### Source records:
BEGIN

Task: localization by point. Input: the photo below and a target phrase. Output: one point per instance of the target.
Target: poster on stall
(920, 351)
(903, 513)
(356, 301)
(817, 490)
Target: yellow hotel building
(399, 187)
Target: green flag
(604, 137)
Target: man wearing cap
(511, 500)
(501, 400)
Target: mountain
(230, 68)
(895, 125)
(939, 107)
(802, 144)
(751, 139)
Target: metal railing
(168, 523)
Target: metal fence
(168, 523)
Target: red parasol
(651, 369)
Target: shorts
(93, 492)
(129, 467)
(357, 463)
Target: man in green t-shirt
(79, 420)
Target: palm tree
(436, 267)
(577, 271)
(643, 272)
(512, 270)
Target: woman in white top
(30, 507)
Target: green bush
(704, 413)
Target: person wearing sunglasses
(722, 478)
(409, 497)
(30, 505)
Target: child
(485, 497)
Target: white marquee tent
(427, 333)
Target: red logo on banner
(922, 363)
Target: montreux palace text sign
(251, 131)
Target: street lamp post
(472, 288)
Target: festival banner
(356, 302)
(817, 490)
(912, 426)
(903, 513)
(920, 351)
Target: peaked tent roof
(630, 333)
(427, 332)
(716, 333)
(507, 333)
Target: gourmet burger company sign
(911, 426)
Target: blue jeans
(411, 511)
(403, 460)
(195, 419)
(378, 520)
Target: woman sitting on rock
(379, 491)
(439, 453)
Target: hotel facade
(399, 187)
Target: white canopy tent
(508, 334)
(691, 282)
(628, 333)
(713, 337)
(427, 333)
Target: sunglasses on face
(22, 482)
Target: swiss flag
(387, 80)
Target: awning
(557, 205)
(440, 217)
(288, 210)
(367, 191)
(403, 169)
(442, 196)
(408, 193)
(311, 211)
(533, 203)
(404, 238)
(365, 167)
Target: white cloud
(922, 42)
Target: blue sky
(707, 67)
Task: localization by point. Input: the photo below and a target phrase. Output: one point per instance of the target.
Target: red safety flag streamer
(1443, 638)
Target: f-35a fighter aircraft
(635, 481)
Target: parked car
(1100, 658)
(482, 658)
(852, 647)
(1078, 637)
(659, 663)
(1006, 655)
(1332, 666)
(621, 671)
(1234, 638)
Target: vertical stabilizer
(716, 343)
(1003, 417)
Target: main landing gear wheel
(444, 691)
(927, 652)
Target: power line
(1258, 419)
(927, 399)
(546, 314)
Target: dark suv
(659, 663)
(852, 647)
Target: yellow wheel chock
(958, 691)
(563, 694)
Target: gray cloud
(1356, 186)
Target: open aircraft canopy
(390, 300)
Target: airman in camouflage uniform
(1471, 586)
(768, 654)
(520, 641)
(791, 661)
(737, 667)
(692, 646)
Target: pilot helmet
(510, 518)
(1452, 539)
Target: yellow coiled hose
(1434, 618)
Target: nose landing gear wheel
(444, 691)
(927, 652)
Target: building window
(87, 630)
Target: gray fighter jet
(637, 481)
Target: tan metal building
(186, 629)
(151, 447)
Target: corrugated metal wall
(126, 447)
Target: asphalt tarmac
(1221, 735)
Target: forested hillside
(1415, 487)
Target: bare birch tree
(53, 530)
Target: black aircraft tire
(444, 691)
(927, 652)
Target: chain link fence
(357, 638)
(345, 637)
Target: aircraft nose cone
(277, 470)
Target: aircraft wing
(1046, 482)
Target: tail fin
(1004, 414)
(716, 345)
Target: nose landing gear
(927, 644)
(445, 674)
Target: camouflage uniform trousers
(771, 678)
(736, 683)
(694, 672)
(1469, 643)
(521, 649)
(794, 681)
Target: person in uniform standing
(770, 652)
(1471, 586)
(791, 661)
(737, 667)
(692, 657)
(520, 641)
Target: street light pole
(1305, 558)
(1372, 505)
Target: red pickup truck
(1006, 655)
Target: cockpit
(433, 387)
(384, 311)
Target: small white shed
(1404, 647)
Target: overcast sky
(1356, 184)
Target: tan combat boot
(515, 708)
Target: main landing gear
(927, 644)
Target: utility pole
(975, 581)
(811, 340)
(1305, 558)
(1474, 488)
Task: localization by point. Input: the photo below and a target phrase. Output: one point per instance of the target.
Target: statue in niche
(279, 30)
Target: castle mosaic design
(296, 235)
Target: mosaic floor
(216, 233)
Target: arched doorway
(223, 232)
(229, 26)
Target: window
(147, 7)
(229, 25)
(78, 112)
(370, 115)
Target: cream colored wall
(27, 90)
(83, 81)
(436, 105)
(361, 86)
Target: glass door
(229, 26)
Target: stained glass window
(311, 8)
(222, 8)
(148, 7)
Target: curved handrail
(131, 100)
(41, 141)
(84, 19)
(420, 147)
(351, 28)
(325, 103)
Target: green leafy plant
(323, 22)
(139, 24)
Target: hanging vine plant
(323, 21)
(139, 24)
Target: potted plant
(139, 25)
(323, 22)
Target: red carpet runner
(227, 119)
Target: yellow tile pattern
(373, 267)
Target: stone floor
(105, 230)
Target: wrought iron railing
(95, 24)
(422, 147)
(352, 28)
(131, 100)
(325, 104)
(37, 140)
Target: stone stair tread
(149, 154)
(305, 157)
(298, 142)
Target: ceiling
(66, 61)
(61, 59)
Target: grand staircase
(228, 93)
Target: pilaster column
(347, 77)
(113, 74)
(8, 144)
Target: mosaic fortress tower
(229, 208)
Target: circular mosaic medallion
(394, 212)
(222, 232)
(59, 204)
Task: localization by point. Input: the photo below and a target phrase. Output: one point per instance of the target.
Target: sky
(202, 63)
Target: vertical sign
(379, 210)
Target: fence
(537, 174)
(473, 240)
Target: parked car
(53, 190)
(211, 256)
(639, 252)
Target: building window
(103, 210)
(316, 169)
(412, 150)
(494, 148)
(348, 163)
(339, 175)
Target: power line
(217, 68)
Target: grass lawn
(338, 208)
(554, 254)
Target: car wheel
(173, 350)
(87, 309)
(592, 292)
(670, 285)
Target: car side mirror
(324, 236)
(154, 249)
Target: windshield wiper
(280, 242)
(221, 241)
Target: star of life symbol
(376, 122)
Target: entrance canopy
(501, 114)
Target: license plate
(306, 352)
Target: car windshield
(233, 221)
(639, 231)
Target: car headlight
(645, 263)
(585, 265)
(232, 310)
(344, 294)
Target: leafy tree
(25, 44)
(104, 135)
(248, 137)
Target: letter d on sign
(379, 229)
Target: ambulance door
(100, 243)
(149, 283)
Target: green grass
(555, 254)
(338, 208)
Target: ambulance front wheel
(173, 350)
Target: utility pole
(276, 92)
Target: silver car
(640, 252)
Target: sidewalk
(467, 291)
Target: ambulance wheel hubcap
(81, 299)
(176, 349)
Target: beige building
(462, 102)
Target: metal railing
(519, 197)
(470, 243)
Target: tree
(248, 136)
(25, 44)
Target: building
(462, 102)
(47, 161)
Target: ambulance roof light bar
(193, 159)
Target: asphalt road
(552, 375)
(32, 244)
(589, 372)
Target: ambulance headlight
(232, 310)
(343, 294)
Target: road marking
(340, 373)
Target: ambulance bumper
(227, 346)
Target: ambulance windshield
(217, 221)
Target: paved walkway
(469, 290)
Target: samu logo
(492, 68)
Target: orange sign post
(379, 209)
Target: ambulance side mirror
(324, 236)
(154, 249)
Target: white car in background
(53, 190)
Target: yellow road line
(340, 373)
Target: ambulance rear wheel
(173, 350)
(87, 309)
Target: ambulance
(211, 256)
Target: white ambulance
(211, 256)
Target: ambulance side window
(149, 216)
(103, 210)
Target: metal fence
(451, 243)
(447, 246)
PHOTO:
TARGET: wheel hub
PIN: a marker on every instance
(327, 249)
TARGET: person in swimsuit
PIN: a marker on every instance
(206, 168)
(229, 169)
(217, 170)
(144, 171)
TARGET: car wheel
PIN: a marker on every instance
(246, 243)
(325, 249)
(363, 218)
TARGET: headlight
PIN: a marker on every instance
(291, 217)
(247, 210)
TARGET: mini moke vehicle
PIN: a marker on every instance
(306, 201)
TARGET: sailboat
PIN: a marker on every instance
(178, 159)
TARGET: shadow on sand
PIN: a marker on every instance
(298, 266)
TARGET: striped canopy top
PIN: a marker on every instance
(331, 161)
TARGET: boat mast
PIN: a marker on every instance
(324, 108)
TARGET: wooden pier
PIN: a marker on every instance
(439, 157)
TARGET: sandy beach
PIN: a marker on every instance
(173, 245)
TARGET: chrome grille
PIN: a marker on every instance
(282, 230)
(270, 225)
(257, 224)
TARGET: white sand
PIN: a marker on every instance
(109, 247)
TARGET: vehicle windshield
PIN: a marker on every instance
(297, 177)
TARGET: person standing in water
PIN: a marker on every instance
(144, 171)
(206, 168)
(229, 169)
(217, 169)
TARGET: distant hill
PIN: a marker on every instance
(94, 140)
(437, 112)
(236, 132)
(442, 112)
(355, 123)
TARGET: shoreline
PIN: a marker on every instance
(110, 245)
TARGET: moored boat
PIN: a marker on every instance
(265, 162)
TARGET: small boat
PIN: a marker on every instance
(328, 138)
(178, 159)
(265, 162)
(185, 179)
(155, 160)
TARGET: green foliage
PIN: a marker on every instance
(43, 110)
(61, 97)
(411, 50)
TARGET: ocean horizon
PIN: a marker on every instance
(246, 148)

END

### Aim of the exercise:
Once the line with "TARGET: ocean horizon" has been found in the records above, retype it and every line after it exactly, and include nothing else.

### Problem solution:
TARGET: ocean horizon
PIN: a marker on every instance
(246, 148)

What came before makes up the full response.